### Exercise passage
I love people. I really do. I know it would surprise you to learn that I am an extrovert. I get my energy from people, baby!
But, some days I feel like I have a sign on my head that says, Hello all strangers! Talk to me. Tell me about your hemorrhoids or your Aunt Edna who has herpes. Talk to me and do not let me get a word in edge wise. Talk to me and speak only of yourself.”
Does this happen to you too?
Don’t get me wrong, I enjoy human interactions and meeting new people. But, occasionally there will be these very random exchanges that make me go, “Huh? Am I even part of this conversation?”
This weekend I was at Barnes and Noble. I was innocently in line waiting to buy “Chi Running.” I almost bought “50 Shades of Grey.” I had it in my hand, thinking I wanted to buy it, imagining that my local library might be too prude to have it. But, in the end, I put it back.
If you don’t know, “50 Shades of Grey” is a very erotic novel that is selling like gluten free muffins at a celiac convention. Have you read it yet? Are you running out to buy it right now? (BTW, hilarious skit on SNL this week referring to the book).
Anyway, so here I stand, my “Chi Running” book in hand, waiting in line to make my purchase.
Man Behind Me In Line: Oh, hey, so I see you are reading CHAI running.
Me (thinking, does he think this book is about spicy tea?): Yeah, I’d like to learn more about it…
MBMIL: Well, I’m getting this book on running in Colorado. I live in a very small town. I am the town runner. I work at a prison. I run everywhere. I love to run. I want to run in Boulder. I am fifty years old. Have you heard of that Bolder Boulder race? I like races. I want to run a race. In Colorado. In Boulder and it’s supposed to be a good race.
Me: Yes, that’s a fun one. Really big race, it’s…
MBMIL: Well, I was going to do a marathon, you know. I was training. I’m fifty years old. I was training then the ex-wife got cancer and, well, had to stop training and stuff. But you know I’m going to do a marathon. I am the town runner. I run everywhere. I’m fifty.
Me: Oh. Well, I…
MBMIL: I mean I might do a half marathon, not sure. Don't have much time. I work the late shift, so I sleep all day, work all night. I come home from work, then sleep, then get up and run before I go to work. I work all night. I’m getting this book. Looks good. About running in Colorado. Might do a 10K.

Saved entries
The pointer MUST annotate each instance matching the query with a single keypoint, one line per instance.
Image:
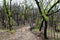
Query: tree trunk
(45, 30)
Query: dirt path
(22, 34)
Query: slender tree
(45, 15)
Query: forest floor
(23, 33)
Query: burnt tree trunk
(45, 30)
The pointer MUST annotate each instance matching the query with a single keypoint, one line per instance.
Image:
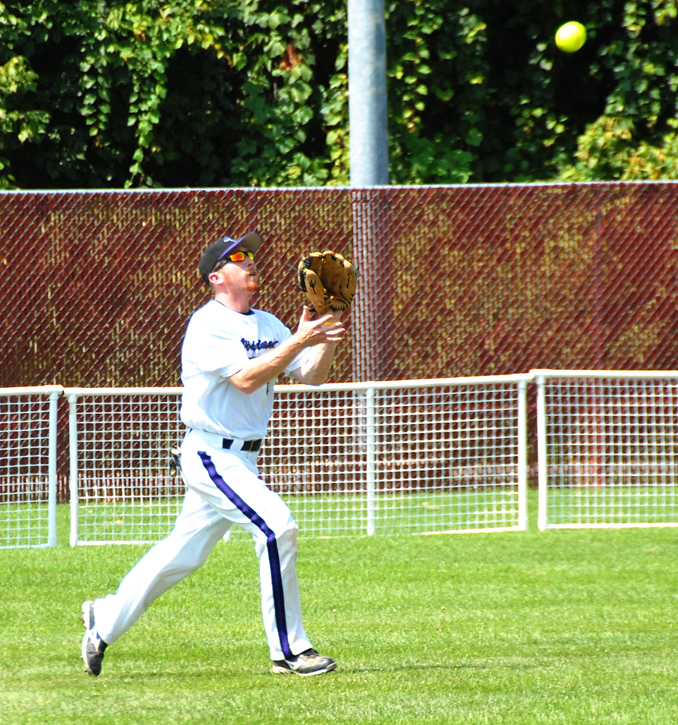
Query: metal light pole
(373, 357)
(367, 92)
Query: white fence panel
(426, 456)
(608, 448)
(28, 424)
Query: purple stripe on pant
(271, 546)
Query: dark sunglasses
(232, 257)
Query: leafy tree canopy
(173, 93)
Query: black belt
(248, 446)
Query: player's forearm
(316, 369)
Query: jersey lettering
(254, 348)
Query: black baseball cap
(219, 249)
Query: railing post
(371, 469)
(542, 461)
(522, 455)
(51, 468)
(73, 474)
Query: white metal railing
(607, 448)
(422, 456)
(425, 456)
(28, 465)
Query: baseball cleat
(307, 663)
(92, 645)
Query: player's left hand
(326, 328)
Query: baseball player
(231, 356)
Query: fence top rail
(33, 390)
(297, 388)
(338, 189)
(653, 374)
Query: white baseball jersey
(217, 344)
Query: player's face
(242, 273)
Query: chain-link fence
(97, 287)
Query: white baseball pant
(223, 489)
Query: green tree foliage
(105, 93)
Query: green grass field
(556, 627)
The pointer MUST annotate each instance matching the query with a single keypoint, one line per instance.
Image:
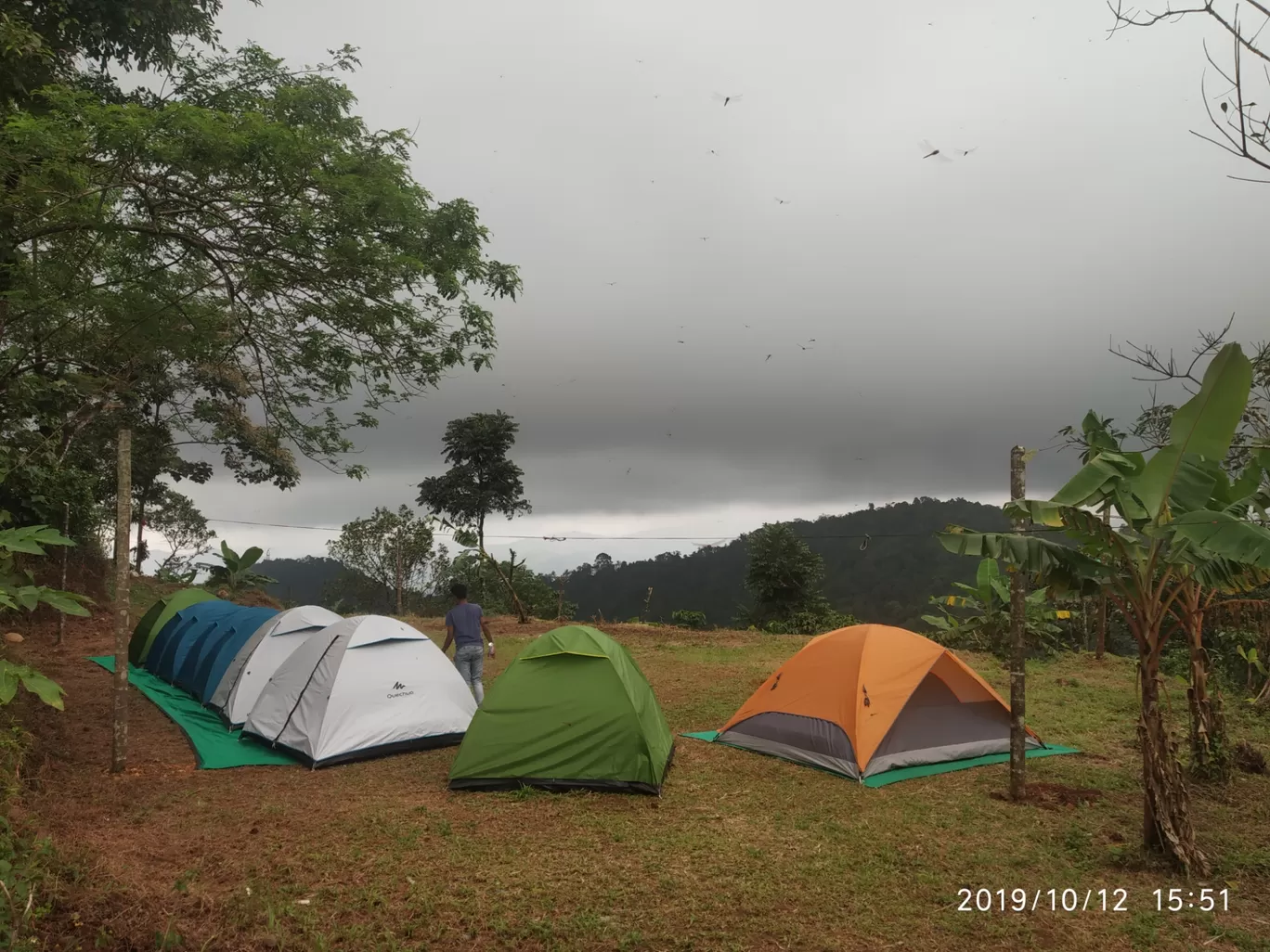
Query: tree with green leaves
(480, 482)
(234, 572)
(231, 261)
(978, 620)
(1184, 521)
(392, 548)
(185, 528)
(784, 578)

### Exercises
A: For each statement below, say yes or no as to whether it agrees with the Barnes and Noble story, and quote the words from the story that settle it. (i) The narrator bought "50 Shades of Grey." (ii) The man in line says he works at a prison. (iii) The man in line says he works the day shift.
B: Write what comes next in the Barnes and Noble story, picking up right after its last sentence.

### Answers given
A:
(i) No: "But, in the end, I put it back."
(ii) Yes: "I work at a prison."
(iii) No: "I work the late shift, so I sleep all day, work all night."

B:
Me: Neat. Well, nice talking to you. (or nice having you talk at me)
It’s a damn good thing I did not have “50 Shades of Grey” in my hand. God only knows what kind of conversation would have erected from that (Get it? Erected?)
Nice enough guy. If you are reading this MBMIL, you really are nice and thank you for saying hello. I just didn’t really feel like I was part of the conversation. Sometimes I wonder if people are lonely and that is why they give so much information and just talk, talk, talk. Either that or they just really like themselves a whole heck of a lot.
Oh, I just thought of one more crazy interaction. Eons ago we had just moved into a duplex in Denver. I came out to meet our neighbor. She was a different type of lady – older, red hair, Rosemary was her name. She told me that the walls between our two apartments were pretty thin. She told me she hoped she never heard me throwing a frying pan at Ken’s head and calling him a “cocksucker.” I’m not kidding. That’s what she said.
Ever have these kind of awkward/unusual interactions with strangers? Actually, I feel like this happens to me almost on a daily basis. I’m not trying to be a judgmental jerk. I really do love people.
I’m curious about this “50 Shades of Grey.” Anyone read it? It kind of reminds me of being in 8th grade when Judy Blume’s book, “Forever” was kind of taboo and all the rage. I did find 50 Shades at the library. There are about ten copies and I am number 65 on the wait list. GO Longmont sex fiends!